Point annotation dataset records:
==============================

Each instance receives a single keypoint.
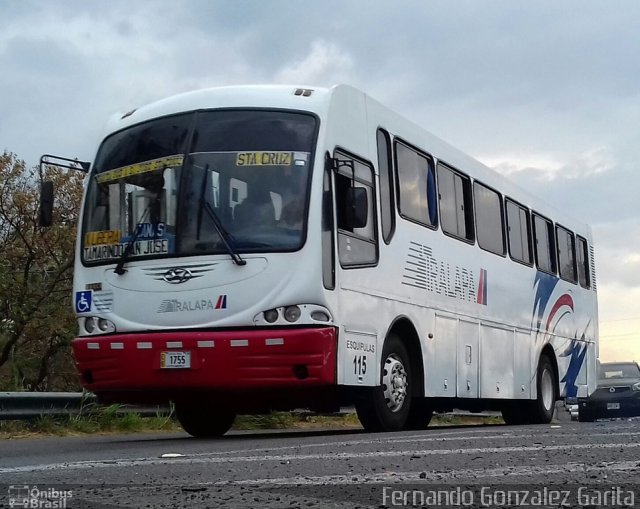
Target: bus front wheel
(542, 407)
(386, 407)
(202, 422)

==============================

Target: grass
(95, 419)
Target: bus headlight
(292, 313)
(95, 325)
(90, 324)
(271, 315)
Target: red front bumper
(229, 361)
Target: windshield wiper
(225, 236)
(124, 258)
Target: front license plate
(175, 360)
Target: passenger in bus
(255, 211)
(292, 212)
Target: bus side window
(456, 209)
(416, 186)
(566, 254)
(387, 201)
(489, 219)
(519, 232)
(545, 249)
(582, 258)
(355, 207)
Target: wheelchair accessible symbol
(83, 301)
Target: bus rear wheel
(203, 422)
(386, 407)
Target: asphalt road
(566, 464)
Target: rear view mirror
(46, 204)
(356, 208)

==============================

= To be done =
How many lines of the records contain the string "rear"? Case counts, so reply with the number only.

= Solved problem =
2